Trecho do texto:
──────

Uma carta publicada há três semanas por quatro neurocientistas, entre eles Sidarta Ribeiro, diretor do Instituto Internacional de Neurociências de Natal e um dos principais nomes da área no Brasil e no mundo, colocou a polêmica discussão sobre a descriminalização da maconha sob um novo prisma. Não se trata “somente” da opinião de usuários, vistos de forma negativa por boa parte da sociedade. Trata-se de um renomado cientista, respeitado pela sociedade, evocando argumentos científicos para defender politicamente a viabilidade de retirar a maconha da lista de drogas proibidas.
Coincidência ou não, um grupo de alunos da UFRN, depois de discutir o assunto, resolveu criar o Coletivo Cannabis Sativa, que hoje, às 16h, realiza a Marcha da Maconha, com o intuito de protestar pela descriminalização da droga. A marcha sairá da Praça Cívica do Campus e interromperá, por pouco tempo, o trânsito da BR-101. Vista com desconfiança pela Polícia Militar e Civil, após a atuação do Ministério Público ficou decidido que a Marcha acontecerá sob o monitoramento da polícia.
Usar, portar, vender ou fazer apologia à droga será motivo de prisão durante a Marcha, por se tratar de atividades proibidas por lei. Contudo, os organizadores, Leilane Assunção, Álvaro Andrade e Isabele Bentes, todos estudantes da UFRN, afirmam não ser esse o objetivo do protesto. “Queremos que a sociedade discuta o assunto, de maneira equilibrada, racional e sem preconceitos”, afirma Álvaro. “Essa é uma discussão um pouco mais evoluída no Sudeste, que ainda é vista sob certo preconceito no Nordeste”, complementa o neurocientista Sidarta Ribeiro.
Entre os principais argumentos utilizados pelo neurocientista, e pelos organizadores da Marcha, para defender a descriminalização é o potencial de dano ou vício da maconha. Sidarta Ribeiro afirma que cientificamente não há evidências de males causados pelo consumo de maconha. “O nosso próprio cérebro tem substâncias chamadas endocanabinóides, muito parecidos com o que é encontrado na maconha”, afirma. E complementa: “Os males relacionados ao consumo de maconha provavelmente são devidos ao ato de fumar. Não há evidência científica de que, se fosse consumida através de inalação, por exemplo, existiria dano à saúde”. A carta aberta à sociedade, enviada por Sidarta e mais três neurocientistas, argumenta da mesma forma. Para eles, a política de repressão causa mais males que o consumo da substância.

──────

Dados fornecidos:
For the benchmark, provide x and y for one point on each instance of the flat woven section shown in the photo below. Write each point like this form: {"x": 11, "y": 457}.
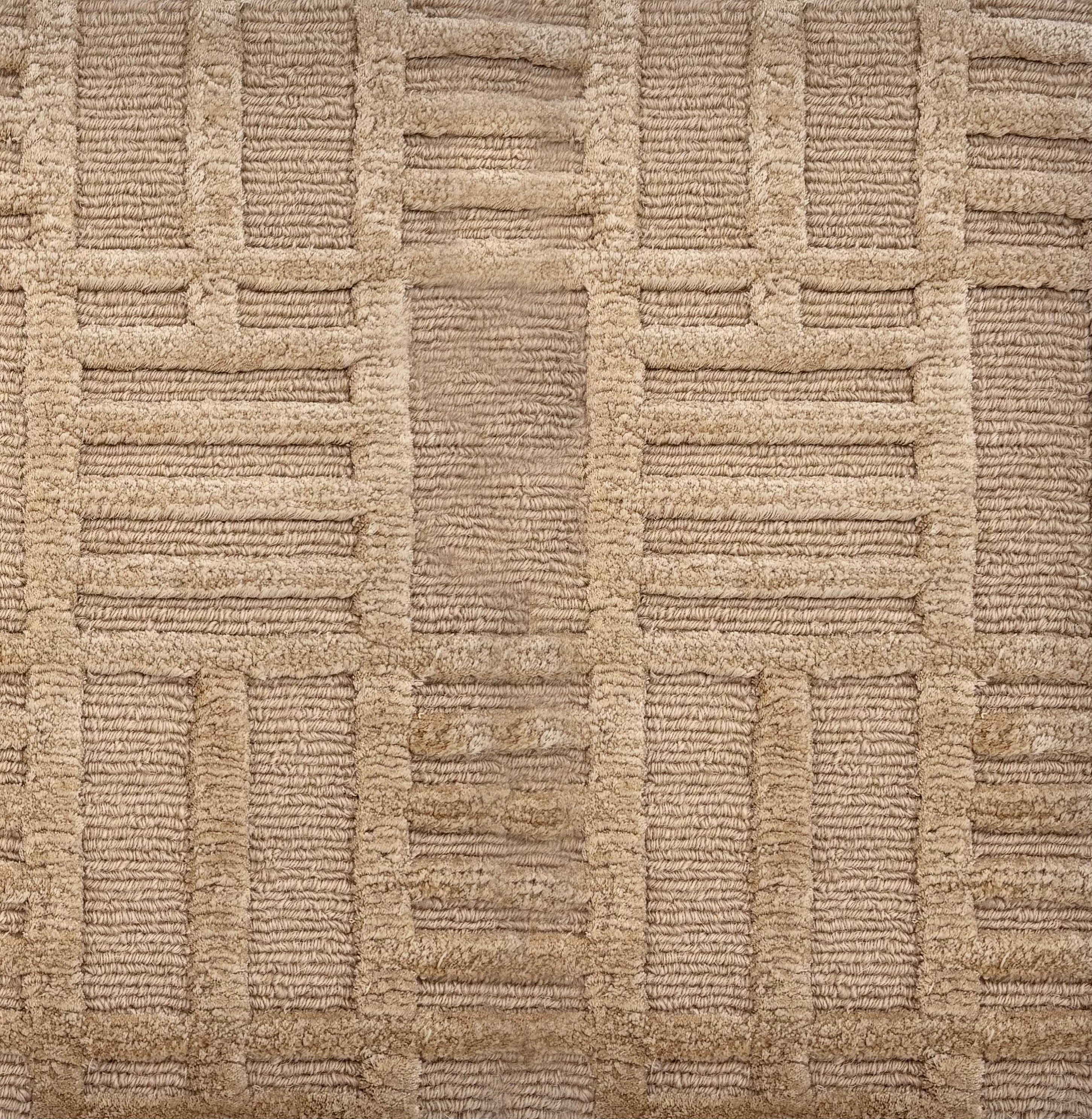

──────

Enunciado 1: Indique se cada afirmação concorda com o trecho, respondendo sim ou não e citando as palavras que o decidem: (a) a Marcha parte da Praça Cívica do Campus; (b) a carta foi publicada por cinco neurocientistas; (c) os organizadores da Marcha são professores da UFRN.
Enunciado 2: Segundo o trecho, em que horário a Marcha da Maconha é realizada?
Enunciado 3: Reescreva em forma de lista o parágrafo do trecho que começa com "Usar, portar, vender", mantendo seus fatos principais.
Os dados não são usados nesta tarefa.

Resposta 1:
(a) Sim: "A marcha sairá da Praça Cívica do Campus".
(b) Não: "publicada há três semanas por quatro neurocientistas".
(c) Não: "todos estudantes da UFRN".

Resposta 2: Às 16h.

Resposta 3:
- Usar, portar, vender ou fazer apologia à droga durante a Marcha será motivo de prisão, pois são atividades proibidas por lei.
- Os organizadores, Leilane Assunção, Álvaro Andrade e Isabele Bentes, todos estudantes da UFRN, afirmam que esse não é o objetivo do protesto.
- Segundo Álvaro, o grupo quer que a sociedade discuta o assunto de maneira equilibrada, racional e sem preconceitos.
- Para o neurocientista Sidarta Ribeiro, a discussão está um pouco mais evoluída no Sudeste e ainda é vista com certo preconceito no Nordeste.